##### Extract to read #####

Page 2/18 https://www.mhc.tn.gov.in/judis W.A.Nos.2273 of 2022 and 2052 of 2023

2. The necessary facts leading to the filing of these appeals would run thus:

(i) The respondent herein was appointed as Grade II Police Constable through the selection conducted by the Tamil Nadu Uniformed Services Recruitment Board (in short, “the TNUSRB”) in the year 1993. Upon completion of 10 years of service, he was given upgradation as Grade I Police Constable in the year 2003 and after completion of five years of service, he was further upgraded as Head Constable in the year 2008.

(ii) While so, the respondent applied for the post of Sub Inspector of Police called for by the TNUSRB from both open category as well as in-service candidates by direct recruitment. The selection process was done zone wise in the State for the estimated vacancies. The respondent secured only 64.56 marks, as against the cut-off marks of 73.76 for the BC community at Chennai Range and hence, he was not selected.

(iii) The respondent herein filed a writ petition seeking a direction to the authorities to appoint him as Sub Inspector of Police, but the same was dismissed on the ground that he has approached the court after one year from the date of order of the Tamil Nadu Administrative Tribunal and not before 12.07.2002. Challenging the same, he preferred SLP No.11008/2011 before the Hon'ble Supreme Court. On 07.08.2014, the matter was heard along with batch of cases, and a direction was issued to appoint the respondent as Sub Inspector of Police. Page 3/18 https://www.mhc.tn.gov.in/judis W.A.Nos.2273 of 2022 and 2052 of 2023 Based on the order of the Hon'ble Supreme Court, the respondent was called upon to appear for medical examination and verification of antecedents. However, he was not issued with any appointment order.

##### Records shown #####

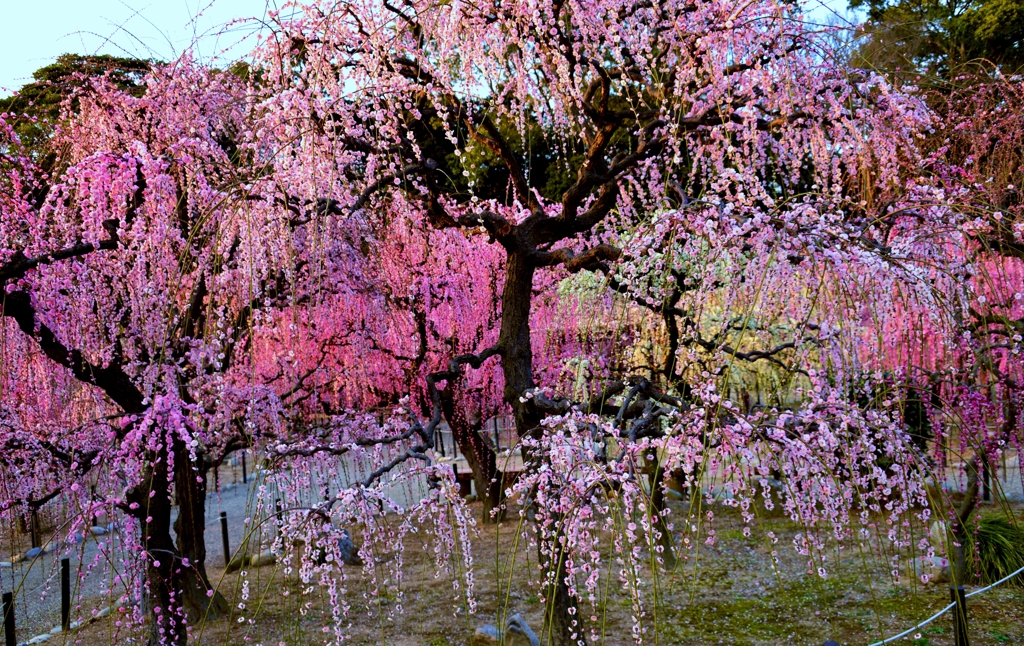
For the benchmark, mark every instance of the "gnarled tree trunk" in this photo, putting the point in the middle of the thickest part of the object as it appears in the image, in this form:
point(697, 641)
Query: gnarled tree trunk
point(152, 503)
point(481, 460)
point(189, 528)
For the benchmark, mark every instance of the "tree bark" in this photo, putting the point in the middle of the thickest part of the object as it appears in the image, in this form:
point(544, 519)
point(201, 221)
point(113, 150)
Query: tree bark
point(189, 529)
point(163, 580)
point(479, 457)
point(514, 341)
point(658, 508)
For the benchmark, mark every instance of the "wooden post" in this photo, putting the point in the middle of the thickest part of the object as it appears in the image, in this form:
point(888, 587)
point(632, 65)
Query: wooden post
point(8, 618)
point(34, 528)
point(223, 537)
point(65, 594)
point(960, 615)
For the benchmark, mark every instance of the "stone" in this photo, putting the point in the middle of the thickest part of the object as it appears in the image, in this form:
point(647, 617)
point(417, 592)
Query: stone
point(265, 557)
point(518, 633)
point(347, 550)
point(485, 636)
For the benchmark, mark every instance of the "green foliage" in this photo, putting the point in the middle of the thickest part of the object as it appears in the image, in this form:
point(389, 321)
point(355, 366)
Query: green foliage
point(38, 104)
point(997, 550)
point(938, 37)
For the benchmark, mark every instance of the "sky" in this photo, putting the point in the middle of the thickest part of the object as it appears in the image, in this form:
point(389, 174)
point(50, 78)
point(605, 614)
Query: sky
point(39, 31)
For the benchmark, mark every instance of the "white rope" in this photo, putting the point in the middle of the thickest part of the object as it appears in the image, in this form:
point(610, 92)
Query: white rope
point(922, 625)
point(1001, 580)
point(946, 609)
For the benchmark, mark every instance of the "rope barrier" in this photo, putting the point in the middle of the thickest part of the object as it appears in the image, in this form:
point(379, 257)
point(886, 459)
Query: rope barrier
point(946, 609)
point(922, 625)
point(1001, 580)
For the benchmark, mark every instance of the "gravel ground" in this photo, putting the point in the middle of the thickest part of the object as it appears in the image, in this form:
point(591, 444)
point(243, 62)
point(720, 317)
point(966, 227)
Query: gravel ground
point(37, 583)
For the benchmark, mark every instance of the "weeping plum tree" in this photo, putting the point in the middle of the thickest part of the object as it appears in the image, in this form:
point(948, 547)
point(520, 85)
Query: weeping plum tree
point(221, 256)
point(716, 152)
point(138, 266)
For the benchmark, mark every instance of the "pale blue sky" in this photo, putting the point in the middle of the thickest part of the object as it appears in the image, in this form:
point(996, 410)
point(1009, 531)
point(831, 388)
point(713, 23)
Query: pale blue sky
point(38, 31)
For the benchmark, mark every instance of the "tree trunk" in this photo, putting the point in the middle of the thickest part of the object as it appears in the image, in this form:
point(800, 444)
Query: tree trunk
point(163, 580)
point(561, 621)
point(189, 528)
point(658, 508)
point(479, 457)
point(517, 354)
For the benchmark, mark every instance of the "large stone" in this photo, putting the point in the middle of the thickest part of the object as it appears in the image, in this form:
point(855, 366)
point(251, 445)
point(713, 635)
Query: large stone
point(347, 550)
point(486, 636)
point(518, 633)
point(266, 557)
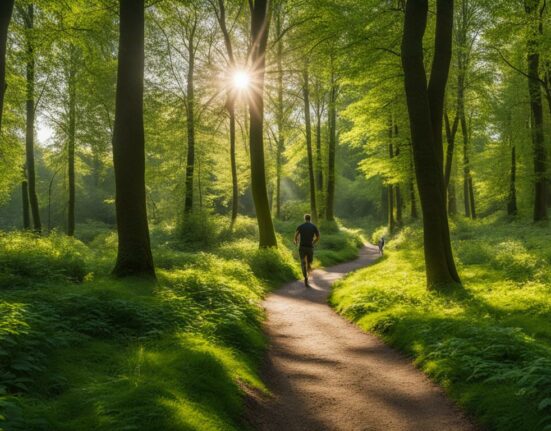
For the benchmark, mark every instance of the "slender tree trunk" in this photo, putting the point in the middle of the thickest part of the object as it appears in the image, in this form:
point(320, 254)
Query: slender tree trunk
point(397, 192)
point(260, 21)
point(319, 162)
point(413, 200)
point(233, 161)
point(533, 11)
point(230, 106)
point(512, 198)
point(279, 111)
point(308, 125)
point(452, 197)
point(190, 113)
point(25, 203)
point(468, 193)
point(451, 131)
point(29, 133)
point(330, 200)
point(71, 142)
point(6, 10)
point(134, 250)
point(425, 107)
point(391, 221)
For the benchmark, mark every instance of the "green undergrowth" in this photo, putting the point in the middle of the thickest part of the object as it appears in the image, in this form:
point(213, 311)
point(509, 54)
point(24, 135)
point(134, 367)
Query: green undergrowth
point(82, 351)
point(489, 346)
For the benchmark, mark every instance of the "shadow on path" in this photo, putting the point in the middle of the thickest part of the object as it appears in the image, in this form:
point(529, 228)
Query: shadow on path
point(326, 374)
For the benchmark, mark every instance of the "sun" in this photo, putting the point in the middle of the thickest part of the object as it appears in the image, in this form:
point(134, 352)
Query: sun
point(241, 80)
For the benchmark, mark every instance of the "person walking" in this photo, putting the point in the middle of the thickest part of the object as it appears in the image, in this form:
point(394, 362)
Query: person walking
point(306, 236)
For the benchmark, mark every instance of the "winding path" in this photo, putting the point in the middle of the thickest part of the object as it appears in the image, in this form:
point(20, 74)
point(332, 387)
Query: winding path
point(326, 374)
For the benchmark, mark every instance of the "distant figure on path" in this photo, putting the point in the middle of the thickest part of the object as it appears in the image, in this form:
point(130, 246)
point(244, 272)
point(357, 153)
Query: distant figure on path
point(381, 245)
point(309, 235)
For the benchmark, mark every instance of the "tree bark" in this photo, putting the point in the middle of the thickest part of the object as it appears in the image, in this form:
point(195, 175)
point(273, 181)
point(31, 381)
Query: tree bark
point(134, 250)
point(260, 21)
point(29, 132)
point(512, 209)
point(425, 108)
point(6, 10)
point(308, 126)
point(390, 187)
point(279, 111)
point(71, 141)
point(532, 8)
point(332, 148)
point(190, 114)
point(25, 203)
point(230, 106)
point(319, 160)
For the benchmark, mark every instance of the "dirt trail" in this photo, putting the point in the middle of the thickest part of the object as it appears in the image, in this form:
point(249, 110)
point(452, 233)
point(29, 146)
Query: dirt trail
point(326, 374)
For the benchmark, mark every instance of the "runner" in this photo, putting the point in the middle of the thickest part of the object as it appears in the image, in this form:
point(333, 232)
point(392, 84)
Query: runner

#####

## [Task requirements]
1. Name every police rank or post that appears in the judgment extract.
2. In the judgment extract, what cut-off marks applied to the BC community at Chennai Range?

## [Answers in order]
1. Grade II Police Constable, Grade I Police Constable, Head Constable, Sub Inspector of Police

2. 73.76 marks